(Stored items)
---*---

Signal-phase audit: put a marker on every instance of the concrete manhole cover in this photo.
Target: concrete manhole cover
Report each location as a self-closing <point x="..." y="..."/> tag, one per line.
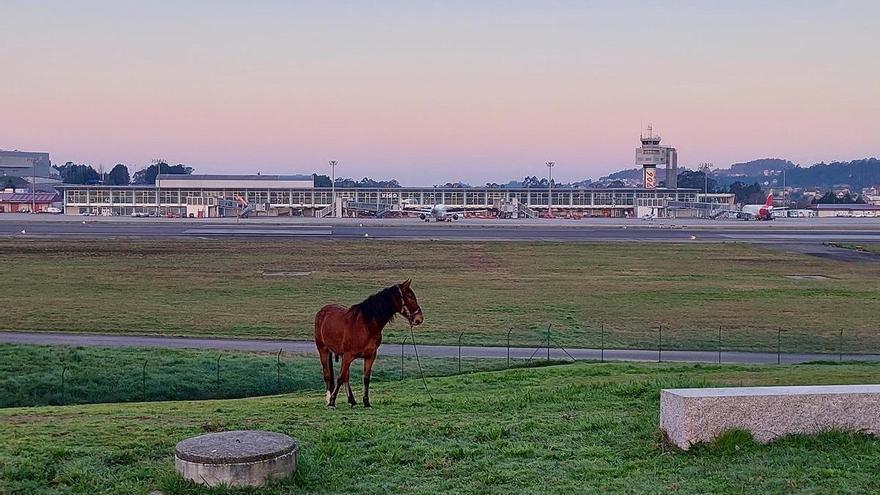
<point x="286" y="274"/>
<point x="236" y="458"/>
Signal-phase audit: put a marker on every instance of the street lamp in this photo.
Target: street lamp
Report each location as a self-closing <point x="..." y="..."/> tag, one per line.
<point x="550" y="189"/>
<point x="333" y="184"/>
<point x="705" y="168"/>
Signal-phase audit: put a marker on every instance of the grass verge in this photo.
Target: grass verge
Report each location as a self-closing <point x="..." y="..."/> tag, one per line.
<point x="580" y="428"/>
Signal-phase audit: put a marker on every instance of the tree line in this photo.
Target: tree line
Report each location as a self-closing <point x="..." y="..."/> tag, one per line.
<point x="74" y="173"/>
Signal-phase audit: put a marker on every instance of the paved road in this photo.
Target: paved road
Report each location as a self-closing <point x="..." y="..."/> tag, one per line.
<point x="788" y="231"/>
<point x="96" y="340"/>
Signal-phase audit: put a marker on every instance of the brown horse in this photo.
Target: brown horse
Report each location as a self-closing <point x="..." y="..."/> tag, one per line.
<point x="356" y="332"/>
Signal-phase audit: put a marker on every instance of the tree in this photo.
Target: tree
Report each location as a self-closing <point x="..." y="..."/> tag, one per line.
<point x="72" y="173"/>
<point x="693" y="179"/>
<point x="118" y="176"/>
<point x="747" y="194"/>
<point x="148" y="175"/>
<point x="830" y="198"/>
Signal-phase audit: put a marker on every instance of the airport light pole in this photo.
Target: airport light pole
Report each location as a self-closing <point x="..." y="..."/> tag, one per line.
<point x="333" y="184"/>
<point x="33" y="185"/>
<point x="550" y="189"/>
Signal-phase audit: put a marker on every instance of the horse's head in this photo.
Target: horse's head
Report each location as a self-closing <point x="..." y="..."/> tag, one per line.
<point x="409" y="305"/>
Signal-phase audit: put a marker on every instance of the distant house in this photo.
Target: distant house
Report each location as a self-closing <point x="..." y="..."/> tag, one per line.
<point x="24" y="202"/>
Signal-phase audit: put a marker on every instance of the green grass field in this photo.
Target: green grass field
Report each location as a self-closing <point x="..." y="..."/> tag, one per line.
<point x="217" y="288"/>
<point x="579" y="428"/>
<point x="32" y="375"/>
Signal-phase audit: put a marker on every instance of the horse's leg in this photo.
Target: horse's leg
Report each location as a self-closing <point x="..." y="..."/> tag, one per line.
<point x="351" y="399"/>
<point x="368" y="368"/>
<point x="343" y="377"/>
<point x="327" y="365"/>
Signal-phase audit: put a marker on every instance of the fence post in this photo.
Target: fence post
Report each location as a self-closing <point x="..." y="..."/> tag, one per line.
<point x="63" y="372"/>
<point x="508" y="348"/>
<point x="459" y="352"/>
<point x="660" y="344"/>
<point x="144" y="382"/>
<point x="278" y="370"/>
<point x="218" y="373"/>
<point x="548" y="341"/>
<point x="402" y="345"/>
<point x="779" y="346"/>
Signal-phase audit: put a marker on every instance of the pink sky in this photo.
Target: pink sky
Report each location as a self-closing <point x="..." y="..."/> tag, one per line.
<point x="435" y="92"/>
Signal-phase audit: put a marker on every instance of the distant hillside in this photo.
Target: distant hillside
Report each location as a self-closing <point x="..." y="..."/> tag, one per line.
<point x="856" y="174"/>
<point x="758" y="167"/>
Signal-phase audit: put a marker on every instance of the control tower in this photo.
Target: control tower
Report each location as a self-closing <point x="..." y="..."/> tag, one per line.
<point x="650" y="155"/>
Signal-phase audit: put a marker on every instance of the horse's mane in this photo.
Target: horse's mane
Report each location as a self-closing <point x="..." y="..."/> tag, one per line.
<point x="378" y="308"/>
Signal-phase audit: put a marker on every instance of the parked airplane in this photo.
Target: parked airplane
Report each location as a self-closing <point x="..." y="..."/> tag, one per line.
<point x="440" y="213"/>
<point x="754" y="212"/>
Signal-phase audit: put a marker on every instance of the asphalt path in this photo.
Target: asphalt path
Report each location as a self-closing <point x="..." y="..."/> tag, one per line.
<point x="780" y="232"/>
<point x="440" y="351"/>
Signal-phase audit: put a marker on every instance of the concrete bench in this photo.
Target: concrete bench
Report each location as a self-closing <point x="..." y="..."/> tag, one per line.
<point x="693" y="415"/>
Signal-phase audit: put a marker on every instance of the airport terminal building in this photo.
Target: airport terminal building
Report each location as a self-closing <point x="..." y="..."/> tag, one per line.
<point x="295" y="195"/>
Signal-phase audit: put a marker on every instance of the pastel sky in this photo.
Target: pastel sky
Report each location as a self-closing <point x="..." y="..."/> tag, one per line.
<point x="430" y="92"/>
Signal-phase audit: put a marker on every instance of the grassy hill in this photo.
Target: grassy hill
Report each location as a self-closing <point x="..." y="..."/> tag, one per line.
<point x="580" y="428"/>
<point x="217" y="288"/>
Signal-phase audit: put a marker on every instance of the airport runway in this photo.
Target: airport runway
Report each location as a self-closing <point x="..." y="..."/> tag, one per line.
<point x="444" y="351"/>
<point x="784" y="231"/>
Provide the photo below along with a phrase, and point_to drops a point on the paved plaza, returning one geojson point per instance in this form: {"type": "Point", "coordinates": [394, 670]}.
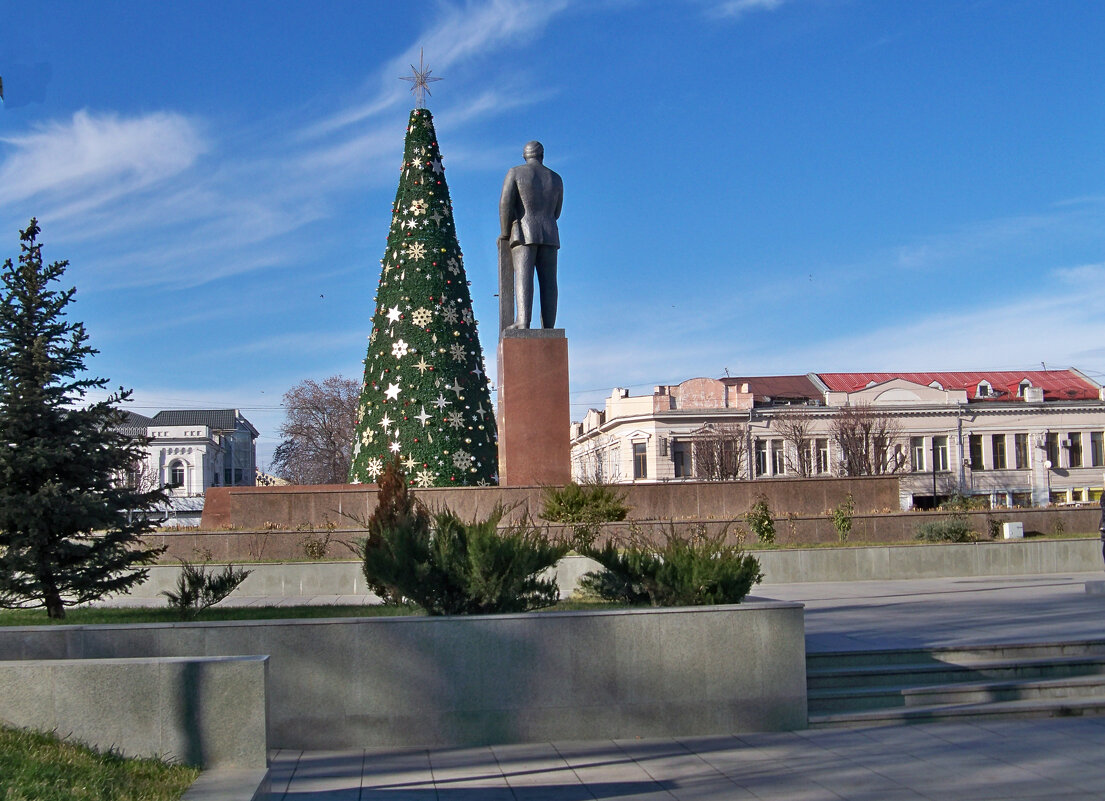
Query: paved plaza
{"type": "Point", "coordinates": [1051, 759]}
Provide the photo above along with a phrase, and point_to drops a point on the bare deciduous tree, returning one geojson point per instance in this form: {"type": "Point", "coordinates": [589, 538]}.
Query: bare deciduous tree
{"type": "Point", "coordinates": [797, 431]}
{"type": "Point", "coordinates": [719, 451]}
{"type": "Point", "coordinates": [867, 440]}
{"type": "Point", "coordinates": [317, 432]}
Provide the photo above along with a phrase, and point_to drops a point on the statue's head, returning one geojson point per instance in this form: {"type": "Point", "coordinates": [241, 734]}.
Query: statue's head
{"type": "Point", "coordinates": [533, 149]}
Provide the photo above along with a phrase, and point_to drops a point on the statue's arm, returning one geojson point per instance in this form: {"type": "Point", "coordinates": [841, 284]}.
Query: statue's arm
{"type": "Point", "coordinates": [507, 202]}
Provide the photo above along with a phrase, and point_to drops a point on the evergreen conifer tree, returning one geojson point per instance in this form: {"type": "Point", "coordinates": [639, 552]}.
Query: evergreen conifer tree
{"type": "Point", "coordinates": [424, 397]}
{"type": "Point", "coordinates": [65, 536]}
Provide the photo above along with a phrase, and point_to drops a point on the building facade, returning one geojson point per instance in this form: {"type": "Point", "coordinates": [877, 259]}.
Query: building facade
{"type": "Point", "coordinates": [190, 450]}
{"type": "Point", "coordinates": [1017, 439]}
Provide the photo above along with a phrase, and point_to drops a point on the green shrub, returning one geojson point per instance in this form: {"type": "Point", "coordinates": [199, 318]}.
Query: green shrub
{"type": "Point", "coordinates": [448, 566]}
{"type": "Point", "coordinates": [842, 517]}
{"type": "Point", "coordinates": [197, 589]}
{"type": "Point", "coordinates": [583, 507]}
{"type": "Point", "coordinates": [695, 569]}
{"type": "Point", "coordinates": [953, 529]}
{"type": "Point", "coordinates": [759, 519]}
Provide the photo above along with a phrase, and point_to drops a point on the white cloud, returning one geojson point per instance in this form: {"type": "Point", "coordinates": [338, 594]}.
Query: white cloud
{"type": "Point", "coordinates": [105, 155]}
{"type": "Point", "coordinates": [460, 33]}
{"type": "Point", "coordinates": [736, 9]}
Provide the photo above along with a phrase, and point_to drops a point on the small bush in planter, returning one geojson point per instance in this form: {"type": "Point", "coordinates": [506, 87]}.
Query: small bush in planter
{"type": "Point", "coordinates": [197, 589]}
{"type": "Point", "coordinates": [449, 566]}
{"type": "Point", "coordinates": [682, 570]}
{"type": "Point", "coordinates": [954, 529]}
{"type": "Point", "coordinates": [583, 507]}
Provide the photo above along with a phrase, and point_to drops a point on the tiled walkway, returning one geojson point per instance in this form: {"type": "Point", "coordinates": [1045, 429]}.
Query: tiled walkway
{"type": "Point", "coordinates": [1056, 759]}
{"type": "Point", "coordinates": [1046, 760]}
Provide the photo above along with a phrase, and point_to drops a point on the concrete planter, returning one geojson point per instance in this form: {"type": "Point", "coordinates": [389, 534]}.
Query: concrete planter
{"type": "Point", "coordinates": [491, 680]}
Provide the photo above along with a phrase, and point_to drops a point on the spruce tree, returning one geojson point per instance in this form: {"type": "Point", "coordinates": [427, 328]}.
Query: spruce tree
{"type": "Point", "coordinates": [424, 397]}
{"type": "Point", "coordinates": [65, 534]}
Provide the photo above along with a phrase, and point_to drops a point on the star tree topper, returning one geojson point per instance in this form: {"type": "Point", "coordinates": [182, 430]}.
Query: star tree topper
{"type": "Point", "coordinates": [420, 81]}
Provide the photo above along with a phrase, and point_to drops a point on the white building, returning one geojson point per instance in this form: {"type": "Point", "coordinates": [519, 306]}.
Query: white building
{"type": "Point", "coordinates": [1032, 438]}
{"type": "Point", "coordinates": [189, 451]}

---*---

• [What you will do]: Above are records; repeat only the lines starting at the line with "Target: distant house" and ending at the line with "Target: horse's leg", exactly as they appear, both included.

• [Response to this exercise]:
Target: distant house
Report each location as a self-closing <point x="..." y="..."/> tag, one per line.
<point x="24" y="202"/>
Signal-phase audit: put a marker on every instance of the green grass field in this photo.
Target: green grass field
Report each location as a self-closing <point x="..." y="..."/> tag, one per line.
<point x="217" y="288"/>
<point x="579" y="428"/>
<point x="32" y="375"/>
Signal-phase audit: put a marker on every instance of the horse's leg in this photo.
Target: horse's leg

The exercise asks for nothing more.